▶ _WHAT TO WORK ON_
Nothing in the entries should change; repeat them exactly.
Top of RECORDS TO USE
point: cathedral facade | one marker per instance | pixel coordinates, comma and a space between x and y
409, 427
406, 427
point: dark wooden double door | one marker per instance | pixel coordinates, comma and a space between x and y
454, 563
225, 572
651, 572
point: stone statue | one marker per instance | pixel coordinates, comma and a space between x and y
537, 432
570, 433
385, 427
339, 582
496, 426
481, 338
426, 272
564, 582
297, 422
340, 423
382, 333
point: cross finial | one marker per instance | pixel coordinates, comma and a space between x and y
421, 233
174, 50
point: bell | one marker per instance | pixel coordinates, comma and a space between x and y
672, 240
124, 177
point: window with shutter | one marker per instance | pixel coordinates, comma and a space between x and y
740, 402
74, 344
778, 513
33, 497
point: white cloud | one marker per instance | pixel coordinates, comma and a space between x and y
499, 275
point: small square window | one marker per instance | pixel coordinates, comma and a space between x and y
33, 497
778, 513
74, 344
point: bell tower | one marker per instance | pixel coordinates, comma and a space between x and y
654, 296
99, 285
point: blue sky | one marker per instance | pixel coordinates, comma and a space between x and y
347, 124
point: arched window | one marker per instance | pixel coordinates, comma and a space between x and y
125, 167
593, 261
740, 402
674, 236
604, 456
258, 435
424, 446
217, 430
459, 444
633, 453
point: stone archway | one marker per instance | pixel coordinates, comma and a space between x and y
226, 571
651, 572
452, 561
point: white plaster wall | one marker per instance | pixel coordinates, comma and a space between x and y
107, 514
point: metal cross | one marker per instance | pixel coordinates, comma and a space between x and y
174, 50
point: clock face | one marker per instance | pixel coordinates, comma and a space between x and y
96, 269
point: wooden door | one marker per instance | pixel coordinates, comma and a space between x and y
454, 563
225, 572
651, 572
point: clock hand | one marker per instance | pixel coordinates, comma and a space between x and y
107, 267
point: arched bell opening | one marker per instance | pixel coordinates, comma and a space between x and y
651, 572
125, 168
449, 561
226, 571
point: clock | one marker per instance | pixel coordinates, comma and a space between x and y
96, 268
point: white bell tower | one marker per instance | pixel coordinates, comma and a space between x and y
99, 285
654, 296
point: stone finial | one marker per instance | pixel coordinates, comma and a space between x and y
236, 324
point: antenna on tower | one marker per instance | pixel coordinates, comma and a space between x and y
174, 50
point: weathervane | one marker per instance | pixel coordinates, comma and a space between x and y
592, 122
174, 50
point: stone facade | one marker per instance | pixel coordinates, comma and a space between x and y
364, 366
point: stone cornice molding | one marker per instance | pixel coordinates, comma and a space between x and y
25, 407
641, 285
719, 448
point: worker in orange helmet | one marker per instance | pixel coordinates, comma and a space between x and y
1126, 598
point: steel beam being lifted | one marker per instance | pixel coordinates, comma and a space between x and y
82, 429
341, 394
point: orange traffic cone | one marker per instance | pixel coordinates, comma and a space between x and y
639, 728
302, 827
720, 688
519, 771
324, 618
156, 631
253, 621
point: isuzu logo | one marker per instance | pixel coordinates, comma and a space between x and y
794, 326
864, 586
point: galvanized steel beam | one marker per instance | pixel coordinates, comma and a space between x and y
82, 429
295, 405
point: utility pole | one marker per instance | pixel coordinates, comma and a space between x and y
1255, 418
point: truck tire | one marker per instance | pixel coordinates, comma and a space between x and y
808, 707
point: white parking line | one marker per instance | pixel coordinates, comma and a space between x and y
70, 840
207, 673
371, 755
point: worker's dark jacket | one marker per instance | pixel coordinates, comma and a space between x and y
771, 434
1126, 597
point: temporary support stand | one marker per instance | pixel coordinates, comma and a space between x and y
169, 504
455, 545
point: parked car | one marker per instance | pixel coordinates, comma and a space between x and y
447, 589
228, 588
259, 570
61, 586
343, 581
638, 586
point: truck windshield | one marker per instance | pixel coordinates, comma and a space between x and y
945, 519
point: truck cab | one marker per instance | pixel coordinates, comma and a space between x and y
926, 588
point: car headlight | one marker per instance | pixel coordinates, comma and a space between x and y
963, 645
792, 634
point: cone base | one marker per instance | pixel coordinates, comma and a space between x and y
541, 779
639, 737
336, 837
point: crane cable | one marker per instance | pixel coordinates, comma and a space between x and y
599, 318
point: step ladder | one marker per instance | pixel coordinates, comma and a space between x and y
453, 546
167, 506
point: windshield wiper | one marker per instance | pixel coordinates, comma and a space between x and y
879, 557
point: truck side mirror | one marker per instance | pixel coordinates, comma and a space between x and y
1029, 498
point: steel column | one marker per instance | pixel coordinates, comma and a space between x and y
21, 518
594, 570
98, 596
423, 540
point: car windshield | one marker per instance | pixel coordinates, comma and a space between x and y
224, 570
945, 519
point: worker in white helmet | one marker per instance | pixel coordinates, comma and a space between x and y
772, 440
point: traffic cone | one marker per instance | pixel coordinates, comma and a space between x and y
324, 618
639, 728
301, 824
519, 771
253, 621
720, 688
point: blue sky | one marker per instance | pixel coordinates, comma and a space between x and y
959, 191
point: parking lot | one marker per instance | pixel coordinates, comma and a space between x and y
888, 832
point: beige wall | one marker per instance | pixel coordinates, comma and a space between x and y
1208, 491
Bottom of RECORDS TO USE
▶ _RESULT OF THE EXERCISE_
point: cathedral facade | one marker per instance | pixel coordinates, comma and a space between x and y
409, 427
406, 427
point: dark wooden double door | one marker per instance | pixel coordinates, comma and a space between x and y
454, 563
225, 572
651, 572
point: stone statue | one marker per instance | pixel coordinates, comma and a space between x and y
537, 432
570, 433
385, 427
339, 582
496, 426
481, 338
426, 272
564, 582
297, 422
340, 423
382, 333
point: cross finial | one marker per instance | pixel coordinates, comma and a space between x and y
421, 233
174, 50
point: bell | one marker per instance | pixel coordinates, comma and a space between x and y
672, 240
124, 177
point: window with shutter | one marker per instance | pixel coordinates, comma and a space between x and y
740, 402
74, 344
778, 513
33, 497
point: white cloud | one marker per instance | pixel coordinates, comma and a space between x and y
499, 275
point: small square window | one marker per instance | pixel coordinates, comma and a space between x and y
33, 497
778, 513
74, 344
point: bell tower | one marker per instance | pixel coordinates, comma and a space between x and y
654, 296
99, 285
point: blue sky | one marker per instance | pixel coordinates, comma and a space between x and y
347, 124
point: arched window | one marker per instance | pixel coordinates, comma and a space between x and y
125, 167
593, 261
740, 402
674, 236
604, 456
258, 435
424, 446
217, 430
459, 444
633, 453
point: stone archway | one marker per instance | pixel coordinates, comma and a space between x and y
226, 571
651, 572
452, 561
point: white plaster wall | one marker per instance | pixel coordinates, comma and a space between x and y
107, 514
point: metal cross | one marker per instance | pixel coordinates, comma and a space between x and y
174, 50
point: clock face | one marker per instance | pixel coordinates, comma and a space between x and y
96, 269
point: wooden door | one marker per instance | pixel coordinates, comma and a space between x and y
454, 563
225, 572
651, 572
point: clock hand | one marker per instance | pixel coordinates, comma and a space between x and y
107, 267
point: arched bell opening | one marker per instance | pixel coordinates, comma and a space between x and y
651, 572
125, 168
449, 561
226, 571
point: clock | one marker per instance | pixel coordinates, comma and a space between x and y
96, 268
point: white bell tower | one marker per instance | pixel coordinates, comma and a space between x and y
99, 285
654, 296
point: stone finial | one marker per instance | pixel coordinates, comma and a space between x and y
236, 324
point: antenna on tower | one marker per instance | pixel coordinates, comma and a space between x and y
174, 50
point: weathervane | one marker per instance | pixel coordinates, comma and a space between x and y
592, 122
174, 50
point: stone facade | one marker per instance | pixel coordinates, comma and a space between x and y
364, 366
point: stone cornice molding | one marker per instance | pixel coordinates, comma and a space between x and y
25, 407
641, 285
719, 448
point: worker in orange helmet | one marker per instance | pixel coordinates, comma and a space between x and y
1126, 598
point: steel beam being lifted | one marker per instance | pixel coordinates, comma and a space between x and y
82, 429
341, 394
point: orange traffic cone | one marker per instance | pixel coordinates, comma and a space between x and y
639, 728
302, 827
720, 688
519, 771
324, 618
156, 631
253, 621
point: isuzu logo | one marker per instance | pixel coordinates, comma and a space between x and y
794, 326
864, 586
point: galvanized steel beam | one marker per instance | pixel coordinates, comma and a space between x and y
82, 429
295, 405
point: utility pole | one marker per instance | pixel coordinates, comma and a space between x and y
1255, 418
point: truck tire | one marker per instance | pixel coordinates, comma and a space between x and y
808, 707
point: white parking line | one marker per instance | pixel coordinates, comma and a space between x and y
70, 840
207, 673
371, 755
point: worker's dark jacket | one marker per instance | pixel coordinates, comma and a space between x and y
771, 434
1126, 597
point: temporary support stand | one marker per instance | pixel coordinates, comma and a space between x and y
169, 504
455, 545
point: parked car | one marker per instance | pixel coordinates, comma and a space between x and y
447, 589
228, 588
259, 570
61, 586
343, 581
638, 586
point: truck windshield | one marker per instance | pixel coordinates, comma and a space between x and y
945, 519
point: truck cab | one marker per instance | pixel coordinates, comma and a space between x and y
926, 588
point: car headlight | one marker per instance | pixel coordinates, comma and a space between x and y
963, 645
792, 634
point: cone base | one marker per instance | pixel coordinates, comma and a space between x and y
541, 779
639, 737
336, 837
point: crane cable | one marker per instance | pixel coordinates, comma and a space between x and y
599, 318
point: step ladder | one marker per instance | pixel coordinates, comma and a space between x and y
453, 546
167, 506
point: windshield wiper | one marker per instance | pixel coordinates, comma and a space between x and y
879, 557
point: truck side mirror | one marker per instance | pixel coordinates, comma and a space between x and y
1029, 498
point: steel column | one marker per instance | pixel coordinates, comma and a space between x and y
21, 518
594, 570
98, 596
423, 540
point: car windshield | one marker per instance | pixel coordinates, comma and a space between x and y
224, 570
945, 519
point: worker in white helmet | one marker per instance | pixel coordinates, comma and a space between x and y
772, 440
point: traffic cone | one marker per instance | pixel coordinates, comma and a space between x and y
324, 618
639, 728
301, 824
519, 771
253, 621
720, 688
point: blue sky | one marker per instance | pixel coordinates, comma and a space between x and y
959, 191
point: parking lot | one marker per instance | pixel coordinates, comma and a space between x and y
888, 832
point: beige wall | one marker per instance | pixel coordinates, comma and a space between x and y
1208, 491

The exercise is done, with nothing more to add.